:: Your goal ::
Your task is to extract every line from the material below exactly.

:: Available data ::

· · · · · · ·

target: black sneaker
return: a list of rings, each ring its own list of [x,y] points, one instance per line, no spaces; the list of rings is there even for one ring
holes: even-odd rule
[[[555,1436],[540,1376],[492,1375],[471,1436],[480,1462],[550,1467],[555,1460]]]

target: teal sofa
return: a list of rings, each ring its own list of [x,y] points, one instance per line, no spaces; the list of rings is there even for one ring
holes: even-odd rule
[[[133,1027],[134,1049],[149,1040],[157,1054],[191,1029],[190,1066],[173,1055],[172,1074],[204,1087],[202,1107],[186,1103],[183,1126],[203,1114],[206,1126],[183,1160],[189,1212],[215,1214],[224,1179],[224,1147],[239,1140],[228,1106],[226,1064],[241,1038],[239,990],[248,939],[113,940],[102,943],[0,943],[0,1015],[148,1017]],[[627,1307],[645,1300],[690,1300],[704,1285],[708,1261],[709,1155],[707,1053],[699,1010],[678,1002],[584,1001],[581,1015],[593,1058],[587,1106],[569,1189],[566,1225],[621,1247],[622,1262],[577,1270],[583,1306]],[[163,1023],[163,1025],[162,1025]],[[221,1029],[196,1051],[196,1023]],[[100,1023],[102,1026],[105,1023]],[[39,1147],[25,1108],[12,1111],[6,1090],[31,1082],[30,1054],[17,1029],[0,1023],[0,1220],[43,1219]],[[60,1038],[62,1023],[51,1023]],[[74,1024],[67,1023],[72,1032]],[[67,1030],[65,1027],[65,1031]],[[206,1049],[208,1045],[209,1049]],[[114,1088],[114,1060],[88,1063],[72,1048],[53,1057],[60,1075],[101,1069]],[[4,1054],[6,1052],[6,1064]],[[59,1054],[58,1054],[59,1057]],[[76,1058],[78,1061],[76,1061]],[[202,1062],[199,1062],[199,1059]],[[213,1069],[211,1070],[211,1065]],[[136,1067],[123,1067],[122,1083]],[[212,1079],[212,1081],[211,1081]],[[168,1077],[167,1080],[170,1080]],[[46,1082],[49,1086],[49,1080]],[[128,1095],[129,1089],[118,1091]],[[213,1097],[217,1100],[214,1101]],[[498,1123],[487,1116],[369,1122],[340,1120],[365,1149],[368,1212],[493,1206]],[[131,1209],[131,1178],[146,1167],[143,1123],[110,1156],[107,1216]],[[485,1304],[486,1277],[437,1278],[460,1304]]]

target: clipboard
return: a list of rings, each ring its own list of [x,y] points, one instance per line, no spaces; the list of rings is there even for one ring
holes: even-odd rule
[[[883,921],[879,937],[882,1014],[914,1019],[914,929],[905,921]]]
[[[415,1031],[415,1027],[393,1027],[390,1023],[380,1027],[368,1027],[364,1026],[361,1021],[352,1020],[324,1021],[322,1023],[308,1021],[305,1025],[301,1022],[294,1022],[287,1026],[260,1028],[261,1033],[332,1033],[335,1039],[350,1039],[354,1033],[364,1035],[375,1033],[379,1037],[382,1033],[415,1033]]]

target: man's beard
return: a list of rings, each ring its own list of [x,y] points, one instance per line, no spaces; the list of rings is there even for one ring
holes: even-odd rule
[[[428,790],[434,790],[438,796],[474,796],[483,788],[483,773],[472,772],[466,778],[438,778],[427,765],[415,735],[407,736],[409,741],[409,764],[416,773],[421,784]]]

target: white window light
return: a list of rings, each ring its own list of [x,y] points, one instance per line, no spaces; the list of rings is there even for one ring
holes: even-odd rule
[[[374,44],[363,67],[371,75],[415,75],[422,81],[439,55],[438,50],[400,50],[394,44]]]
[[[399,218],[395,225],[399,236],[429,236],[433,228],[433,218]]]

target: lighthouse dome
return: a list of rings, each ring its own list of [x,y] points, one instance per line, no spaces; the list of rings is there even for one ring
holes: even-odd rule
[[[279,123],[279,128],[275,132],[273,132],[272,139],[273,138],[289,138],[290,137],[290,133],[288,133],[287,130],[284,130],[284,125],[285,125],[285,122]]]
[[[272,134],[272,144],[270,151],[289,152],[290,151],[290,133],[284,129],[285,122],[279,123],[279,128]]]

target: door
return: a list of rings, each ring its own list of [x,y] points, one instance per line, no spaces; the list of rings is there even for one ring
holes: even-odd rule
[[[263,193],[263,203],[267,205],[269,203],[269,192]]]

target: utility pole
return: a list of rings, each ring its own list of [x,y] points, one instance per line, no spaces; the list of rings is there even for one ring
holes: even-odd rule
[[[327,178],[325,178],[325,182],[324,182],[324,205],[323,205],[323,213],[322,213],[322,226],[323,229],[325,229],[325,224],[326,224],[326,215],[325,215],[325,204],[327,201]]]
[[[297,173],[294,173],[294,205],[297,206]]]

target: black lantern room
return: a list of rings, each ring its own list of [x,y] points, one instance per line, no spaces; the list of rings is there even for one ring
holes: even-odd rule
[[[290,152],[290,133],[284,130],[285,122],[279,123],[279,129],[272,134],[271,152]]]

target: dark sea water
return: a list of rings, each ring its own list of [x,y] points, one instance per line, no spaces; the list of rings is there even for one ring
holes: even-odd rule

· · · · · · ·

:: Expected output ::
target: black sneaker
return: a list of rings, each ring its own list of [x,y] points, one instance per line, no spaces; the list of rings is there even for one ring
holes: even-odd rule
[[[555,1436],[540,1376],[492,1375],[471,1436],[480,1462],[550,1467],[555,1460]]]

target: teal sofa
return: a list of rings, each ring its own list of [x,y] points, one instance per line, no spaces; the list of rings is there even for one ring
holes: even-odd rule
[[[133,1027],[134,1049],[149,1040],[157,1054],[191,1029],[190,1066],[173,1055],[172,1074],[204,1087],[202,1107],[186,1103],[183,1126],[203,1114],[206,1126],[183,1160],[189,1212],[215,1214],[224,1179],[224,1147],[239,1140],[228,1106],[226,1064],[241,1038],[239,990],[248,939],[113,940],[102,943],[0,943],[0,1015],[148,1017]],[[627,1307],[645,1300],[690,1300],[704,1285],[708,1261],[709,1155],[707,1053],[699,1010],[678,1002],[584,1001],[581,1015],[593,1058],[587,1106],[569,1189],[566,1225],[621,1247],[622,1262],[577,1270],[583,1306]],[[163,1023],[163,1025],[162,1025]],[[221,1029],[196,1051],[196,1023]],[[100,1023],[102,1026],[105,1023]],[[39,1147],[25,1108],[12,1111],[6,1090],[31,1082],[30,1054],[17,1029],[0,1023],[0,1220],[43,1219]],[[60,1038],[62,1023],[51,1023]],[[74,1024],[67,1023],[72,1032]],[[67,1030],[65,1027],[65,1031]],[[206,1049],[208,1045],[209,1049]],[[114,1088],[114,1060],[88,1063],[72,1048],[53,1057],[60,1075],[101,1069]],[[4,1054],[6,1052],[6,1064]],[[59,1054],[58,1054],[59,1057]],[[76,1058],[78,1061],[76,1061]],[[202,1062],[199,1062],[199,1059]],[[213,1069],[211,1070],[211,1065]],[[136,1067],[123,1067],[122,1083]],[[212,1079],[212,1081],[211,1081]],[[168,1077],[167,1080],[170,1080]],[[46,1082],[49,1086],[49,1080]],[[128,1095],[129,1089],[118,1091]],[[213,1097],[217,1100],[214,1101]],[[498,1123],[487,1116],[369,1122],[340,1120],[365,1149],[368,1212],[493,1206]],[[131,1209],[131,1178],[146,1167],[143,1123],[110,1156],[107,1216]],[[485,1304],[486,1277],[437,1278],[460,1304]]]

target: clipboard
return: a list of rings, each ring its own list of [x,y] points, one instance per line, no spaces; the list of rings is there even for one ring
holes: even-odd rule
[[[883,921],[879,937],[882,1014],[914,1019],[914,929],[905,921]]]
[[[415,1031],[415,1027],[393,1027],[390,1023],[380,1027],[368,1027],[364,1026],[361,1021],[352,1020],[324,1021],[322,1023],[308,1021],[305,1025],[301,1022],[294,1022],[287,1026],[260,1028],[261,1033],[332,1033],[335,1039],[350,1039],[354,1033],[364,1035],[375,1033],[379,1037],[382,1033],[415,1033]]]

target: man's beard
return: a list of rings, each ring its own list of [x,y] points, one instance per line, no spaces; the list of rings is there even for one ring
holes: even-odd rule
[[[428,790],[434,790],[438,796],[474,796],[483,788],[483,773],[472,772],[466,778],[438,778],[427,765],[415,735],[407,736],[409,741],[409,764],[416,773],[421,784]]]

target: white window light
return: a list of rings, each ring its own list of [x,y] points, one instance per line, no spaces; the list of rings is there even for one ring
holes: even-odd rule
[[[374,44],[363,67],[371,75],[415,75],[422,81],[439,55],[438,50],[400,50],[394,44]]]
[[[399,218],[395,225],[399,236],[429,236],[433,228],[433,218]]]

target: lighthouse dome
return: a list of rings, each ring its own list of [x,y] points, one instance per line, no spaces; the list of rings is there even for one ring
holes: even-odd rule
[[[279,123],[279,128],[275,132],[273,132],[272,139],[273,138],[289,138],[290,137],[290,133],[288,133],[287,130],[284,130],[284,125],[285,125],[285,122]]]
[[[272,134],[272,144],[270,151],[289,152],[290,151],[290,133],[284,129],[285,122],[279,123],[279,128]]]

target: door
return: a list of rings, each ring its own list of [x,y] points, one instance per line, no spaces; the list of rings is there even for one ring
holes: even-odd rule
[[[263,193],[263,203],[267,205],[269,203],[269,192]]]

target: utility pole
return: a list of rings, each ring its own list of [x,y] points, one instance per line, no spaces; the list of rings is there even for one ring
holes: even-odd rule
[[[327,178],[325,178],[325,182],[324,182],[324,205],[323,205],[323,213],[322,213],[322,226],[323,229],[325,229],[325,224],[326,224],[326,215],[325,215],[325,204],[327,201]]]
[[[297,173],[294,173],[294,205],[297,206]]]

target: black lantern room
return: a list of rings, each ring its own list of [x,y] points, one instance per line, no spaces; the list of rings is there even for one ring
holes: even-odd rule
[[[290,152],[290,133],[284,130],[285,122],[279,123],[279,129],[272,134],[271,152]]]

target: dark sea water
return: a list of rings, each ring its own list of [x,y] points, one instance per line, no spaces; the list of rings is there even for one ring
holes: even-odd rule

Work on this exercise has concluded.